> Textauszug:
Datenschutz: Was darf ein wehrhafter Rechtsstaat?

By Dirk Ingo Franke [CC BY 3.0 (https://creativecommons.org/licenses/by/3.0)], from Wikimedia Commons

Die Diskussion über den „gläsernen Menschen“ wird seit einigen Wochen leidenschaftlich geführt. Doch nicht nur der Umgang von Unternehmen mit persönlichen Daten ist ein Problem. Auch die immer weitergehenden Rechte und das ausufernde Interesse des Staates an der Privatsphäre seiner Bürger beunruhigt nicht nur Datenschützer. Bei der Verfolgung von Straftätern hat der Staat so viele Möglichkeiten wie noch nie in der Geschichte. Doch wo liegt die Grenze zwischen Sicherheitsinteresse und Bürgerrechten?

Von Jan Ackermeier

Es waren erschreckende Bilder, die uns vor gut zehn Monaten aus Hamburg vom G20-Gipfel erreichten: Randalierende Chaoten, brennende Autos, geplünderte Geschäfte und verletzte Passanten und Polizisten. Die Polizei fahndet auch öffentlich mit Fotos mutmaßlicher Täter und konnte bisher 35 der 107 gesuchten Verdächtigen ausforschen.

Szenenwechsel: Als der islamistische Terrorist Anis Amri am 18. Dezember 2016 am Berliner Breitscheidplatz mit einem LKW in einen Christkindlmarkt rast und mit seiner Wahnsinnstat elf Menschen tötet und 55 zum Teil lebensgefährlich verletzt, kommt Monate später heraus, dass die Polizei ihm schon lange auf der Spur war. Ämterversagen und Ermittlungsfehler sorgen aber dafür, dass Amri nicht konsequent beschattet wird und seine Tat im Dezember 2016 möglich ist.

Datensammelwut des Staates

Es ist klar, dass sich ein Staat Szenen wie in Hamburg nicht leisten kann und darf, wenn er den Schutz seiner Bürger sicherstellen will. Abseits von legitimem politischen Protest ist bei der Anwendung von Gewalt die Grenze überschritten. Auch Terroranschläge mehren sich und verunsichern die Menschen. Die Tatsache, dass die überwiegende Mehrheit der islamistischen Attentäter der vergangenen Jahre unter dem Deckmantel der Asylkrise nach Europa kamen, ist eine Katastrophe für die innere Sicherheit und für die Akzeptanz von tatsächlich politisch Verfolgten, die in Europa Schutz suchen.

Die zwei genannten Beispiele zeigen, dass der Staat – und hier vor allem die Ermittlungsorgane – in seiner Reaktion auf die Herausforderungen ein ambivalentes Gesicht zeigt. Auf der einen Seite sind der Datenhunger und die technischen Möglichkeiten so umfassend wie noch nie in der Geschichte der Menschheit, auf der anderen Seite scheint dies keine Garantie für Ermittlungserfolge zu sein. Immerhin braucht es nicht nur die Daten, sondern auch Ermittler, die diese Ermittlungsergebnisse in Beziehung setzen und ein Lagebild formen können. An dieser Stelle ist – wie der Fall Amri und andere zeigen – noch enormer Nachholbedarf gegeben. Eine Ausweitung der Rechte der Ermittlungsorgane heißt noch lange nicht, dass die innere Sicherheit steigt.

> Bereitgestelltes Material:

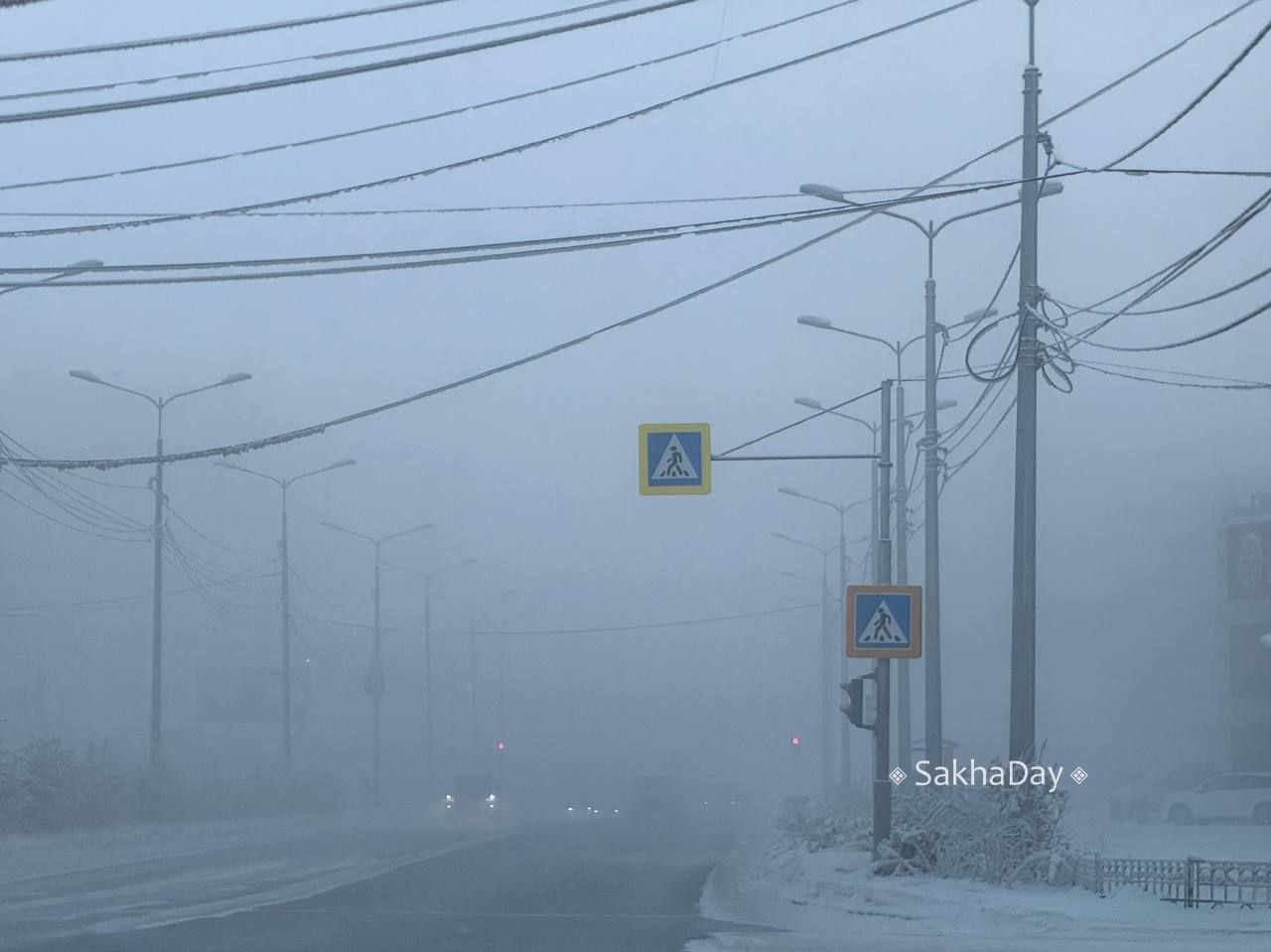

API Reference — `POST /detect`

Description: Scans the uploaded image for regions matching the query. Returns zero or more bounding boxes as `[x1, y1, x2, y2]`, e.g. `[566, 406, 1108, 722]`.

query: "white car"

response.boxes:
---
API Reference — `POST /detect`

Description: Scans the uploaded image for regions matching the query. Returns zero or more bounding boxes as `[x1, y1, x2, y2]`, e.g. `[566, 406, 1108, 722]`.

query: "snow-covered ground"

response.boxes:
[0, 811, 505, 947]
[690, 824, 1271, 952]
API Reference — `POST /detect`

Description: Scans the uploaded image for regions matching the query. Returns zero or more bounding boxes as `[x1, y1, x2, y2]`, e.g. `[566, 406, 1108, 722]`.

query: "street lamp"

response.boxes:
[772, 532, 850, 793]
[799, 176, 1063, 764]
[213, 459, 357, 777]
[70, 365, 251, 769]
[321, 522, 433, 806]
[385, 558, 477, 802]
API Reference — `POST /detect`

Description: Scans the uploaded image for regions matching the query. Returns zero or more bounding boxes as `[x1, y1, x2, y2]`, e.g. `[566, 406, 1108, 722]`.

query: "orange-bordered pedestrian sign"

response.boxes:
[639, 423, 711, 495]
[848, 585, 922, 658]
==
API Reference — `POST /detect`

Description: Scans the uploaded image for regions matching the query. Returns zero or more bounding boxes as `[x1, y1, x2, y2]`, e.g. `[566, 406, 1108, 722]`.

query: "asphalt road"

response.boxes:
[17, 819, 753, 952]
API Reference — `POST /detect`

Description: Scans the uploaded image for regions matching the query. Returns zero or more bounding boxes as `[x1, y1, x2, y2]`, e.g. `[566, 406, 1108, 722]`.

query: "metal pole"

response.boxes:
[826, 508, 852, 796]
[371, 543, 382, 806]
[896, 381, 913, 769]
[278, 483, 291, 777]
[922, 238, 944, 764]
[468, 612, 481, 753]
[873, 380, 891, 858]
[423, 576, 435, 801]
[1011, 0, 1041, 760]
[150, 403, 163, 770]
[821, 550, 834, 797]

> Aufgabenstellung: Übersetze bitte den Satz „Eine Ausweitung der Rechte der Ermittlungsorgane heißt noch lange nicht, dass die innere Sicherheit steigt.“ aus dem Textauszug ins Englische. Das Material steht in keinem Zusammenhang mit dem Textauszug.

> Lösung: An expansion of the rights of the investigative authorities by no means implies that internal security will increase.